## BEGIN

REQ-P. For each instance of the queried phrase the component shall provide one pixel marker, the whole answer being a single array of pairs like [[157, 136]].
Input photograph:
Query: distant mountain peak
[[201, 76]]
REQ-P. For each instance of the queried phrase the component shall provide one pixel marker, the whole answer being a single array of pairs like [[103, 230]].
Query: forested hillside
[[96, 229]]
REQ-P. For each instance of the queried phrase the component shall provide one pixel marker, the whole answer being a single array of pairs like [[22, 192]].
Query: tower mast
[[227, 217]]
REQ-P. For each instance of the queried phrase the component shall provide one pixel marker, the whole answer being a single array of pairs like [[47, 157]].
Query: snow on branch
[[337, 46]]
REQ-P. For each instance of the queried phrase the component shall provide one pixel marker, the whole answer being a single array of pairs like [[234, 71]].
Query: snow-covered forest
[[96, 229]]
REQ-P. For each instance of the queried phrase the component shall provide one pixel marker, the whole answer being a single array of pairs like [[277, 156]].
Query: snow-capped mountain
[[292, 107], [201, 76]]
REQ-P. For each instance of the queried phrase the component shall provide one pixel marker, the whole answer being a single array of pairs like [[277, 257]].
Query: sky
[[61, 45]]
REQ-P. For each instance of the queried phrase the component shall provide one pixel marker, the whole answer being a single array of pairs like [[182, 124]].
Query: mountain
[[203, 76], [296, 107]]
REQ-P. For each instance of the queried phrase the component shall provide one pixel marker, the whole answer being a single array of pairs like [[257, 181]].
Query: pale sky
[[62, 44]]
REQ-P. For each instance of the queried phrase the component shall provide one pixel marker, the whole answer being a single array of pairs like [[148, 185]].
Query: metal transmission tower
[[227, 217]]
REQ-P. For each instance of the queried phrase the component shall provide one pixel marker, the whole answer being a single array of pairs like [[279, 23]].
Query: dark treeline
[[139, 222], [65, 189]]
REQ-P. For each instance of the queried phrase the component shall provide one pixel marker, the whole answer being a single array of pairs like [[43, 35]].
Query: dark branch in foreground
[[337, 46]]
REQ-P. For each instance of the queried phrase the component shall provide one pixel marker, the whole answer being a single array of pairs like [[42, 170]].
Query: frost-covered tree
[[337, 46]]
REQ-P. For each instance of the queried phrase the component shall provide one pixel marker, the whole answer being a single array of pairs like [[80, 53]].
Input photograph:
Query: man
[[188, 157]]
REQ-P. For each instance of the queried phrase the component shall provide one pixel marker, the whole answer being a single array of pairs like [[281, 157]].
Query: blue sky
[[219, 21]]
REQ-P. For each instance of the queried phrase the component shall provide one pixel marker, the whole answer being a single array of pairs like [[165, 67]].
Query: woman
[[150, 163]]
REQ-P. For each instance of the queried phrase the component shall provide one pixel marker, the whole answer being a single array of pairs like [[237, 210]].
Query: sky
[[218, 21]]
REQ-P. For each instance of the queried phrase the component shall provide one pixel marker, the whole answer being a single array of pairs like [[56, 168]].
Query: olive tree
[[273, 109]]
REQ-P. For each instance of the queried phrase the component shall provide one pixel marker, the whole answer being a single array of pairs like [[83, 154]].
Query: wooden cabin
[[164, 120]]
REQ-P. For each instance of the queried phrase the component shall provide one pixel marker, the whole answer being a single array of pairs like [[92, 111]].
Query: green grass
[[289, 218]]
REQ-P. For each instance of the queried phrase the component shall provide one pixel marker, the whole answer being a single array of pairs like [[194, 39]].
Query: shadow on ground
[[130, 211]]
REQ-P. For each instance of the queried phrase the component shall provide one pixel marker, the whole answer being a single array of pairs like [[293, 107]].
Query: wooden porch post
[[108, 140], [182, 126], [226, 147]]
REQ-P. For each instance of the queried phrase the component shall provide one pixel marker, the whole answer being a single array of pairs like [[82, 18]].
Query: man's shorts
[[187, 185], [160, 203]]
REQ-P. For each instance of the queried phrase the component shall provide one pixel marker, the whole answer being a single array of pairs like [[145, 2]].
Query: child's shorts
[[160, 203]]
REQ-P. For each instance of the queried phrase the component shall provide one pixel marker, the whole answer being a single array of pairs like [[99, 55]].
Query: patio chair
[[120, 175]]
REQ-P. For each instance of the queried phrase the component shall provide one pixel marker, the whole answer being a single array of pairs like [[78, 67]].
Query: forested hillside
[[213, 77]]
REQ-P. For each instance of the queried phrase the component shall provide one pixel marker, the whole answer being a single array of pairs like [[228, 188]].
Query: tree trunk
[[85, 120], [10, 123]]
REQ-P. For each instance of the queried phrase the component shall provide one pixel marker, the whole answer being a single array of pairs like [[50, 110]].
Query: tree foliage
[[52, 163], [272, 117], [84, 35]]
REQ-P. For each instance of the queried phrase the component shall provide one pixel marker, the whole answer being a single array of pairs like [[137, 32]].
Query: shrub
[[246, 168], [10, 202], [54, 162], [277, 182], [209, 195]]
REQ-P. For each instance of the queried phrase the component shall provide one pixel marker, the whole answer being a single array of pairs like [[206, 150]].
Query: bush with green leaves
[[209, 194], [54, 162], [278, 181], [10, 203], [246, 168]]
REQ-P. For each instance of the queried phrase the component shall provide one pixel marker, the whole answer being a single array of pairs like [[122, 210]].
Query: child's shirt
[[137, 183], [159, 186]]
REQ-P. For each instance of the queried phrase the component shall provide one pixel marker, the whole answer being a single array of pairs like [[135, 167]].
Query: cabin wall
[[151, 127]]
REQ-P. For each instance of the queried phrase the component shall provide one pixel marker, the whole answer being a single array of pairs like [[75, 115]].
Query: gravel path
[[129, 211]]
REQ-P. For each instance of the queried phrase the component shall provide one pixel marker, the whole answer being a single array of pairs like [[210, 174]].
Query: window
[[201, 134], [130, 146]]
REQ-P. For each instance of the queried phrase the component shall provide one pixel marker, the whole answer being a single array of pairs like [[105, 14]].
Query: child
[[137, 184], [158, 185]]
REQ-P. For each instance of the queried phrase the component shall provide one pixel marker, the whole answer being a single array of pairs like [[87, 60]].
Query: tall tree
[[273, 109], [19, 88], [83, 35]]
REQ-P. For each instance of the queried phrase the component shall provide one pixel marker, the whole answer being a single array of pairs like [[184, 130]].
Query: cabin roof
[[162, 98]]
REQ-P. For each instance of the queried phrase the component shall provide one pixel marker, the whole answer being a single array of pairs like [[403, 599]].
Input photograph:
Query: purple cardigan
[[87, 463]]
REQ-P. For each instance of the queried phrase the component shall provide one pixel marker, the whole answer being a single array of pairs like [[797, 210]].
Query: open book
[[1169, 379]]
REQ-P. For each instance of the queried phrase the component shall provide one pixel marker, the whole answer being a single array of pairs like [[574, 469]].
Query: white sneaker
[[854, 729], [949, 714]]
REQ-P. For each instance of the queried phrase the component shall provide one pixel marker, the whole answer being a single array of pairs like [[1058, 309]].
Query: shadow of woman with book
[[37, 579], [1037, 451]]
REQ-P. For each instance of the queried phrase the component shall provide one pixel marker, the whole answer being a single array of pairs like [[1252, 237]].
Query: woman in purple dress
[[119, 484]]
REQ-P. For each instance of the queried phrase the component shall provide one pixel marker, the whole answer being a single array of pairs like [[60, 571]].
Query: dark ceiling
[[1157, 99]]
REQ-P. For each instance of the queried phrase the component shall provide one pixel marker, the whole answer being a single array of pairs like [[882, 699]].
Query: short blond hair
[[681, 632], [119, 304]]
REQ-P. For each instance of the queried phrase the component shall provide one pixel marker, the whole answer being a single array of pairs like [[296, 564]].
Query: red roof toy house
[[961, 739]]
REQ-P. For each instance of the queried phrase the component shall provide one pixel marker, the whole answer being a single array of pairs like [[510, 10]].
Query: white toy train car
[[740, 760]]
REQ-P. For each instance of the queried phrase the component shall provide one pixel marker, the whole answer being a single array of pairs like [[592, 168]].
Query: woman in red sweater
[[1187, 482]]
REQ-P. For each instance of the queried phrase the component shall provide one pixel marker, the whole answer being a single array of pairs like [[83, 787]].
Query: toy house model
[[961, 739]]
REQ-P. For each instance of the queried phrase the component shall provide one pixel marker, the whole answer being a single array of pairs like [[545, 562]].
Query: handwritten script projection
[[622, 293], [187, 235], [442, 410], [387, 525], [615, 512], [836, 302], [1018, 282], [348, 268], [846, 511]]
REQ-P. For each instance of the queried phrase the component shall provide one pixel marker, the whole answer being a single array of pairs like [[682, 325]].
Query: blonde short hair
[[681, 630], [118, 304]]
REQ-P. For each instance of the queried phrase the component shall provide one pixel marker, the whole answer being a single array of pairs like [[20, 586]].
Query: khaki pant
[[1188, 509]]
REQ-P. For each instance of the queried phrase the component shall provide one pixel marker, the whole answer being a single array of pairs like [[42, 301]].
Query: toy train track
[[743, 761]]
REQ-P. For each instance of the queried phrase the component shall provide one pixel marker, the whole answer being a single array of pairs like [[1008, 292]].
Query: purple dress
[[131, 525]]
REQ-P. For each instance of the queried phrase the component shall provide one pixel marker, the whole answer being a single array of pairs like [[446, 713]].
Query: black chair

## END

Put each line, from the line with "like [[82, 18]]." up to and including the line with "[[160, 203]]", into a JSON list of strings, one string per line, with blank lines left out.

[
  "REQ-P. For each instance of the queried phrase the component shall provide one pixel marker, the whole answer being a single array of pairs like [[82, 18]].",
  "Query: man's shorts",
  "[[187, 185], [160, 203]]",
  "REQ-P. For each instance of the queried phrase the component shall provide one pixel marker, the whole answer being a single array of pairs like [[145, 2]].",
  "Query: child's shorts",
  "[[160, 203]]"
]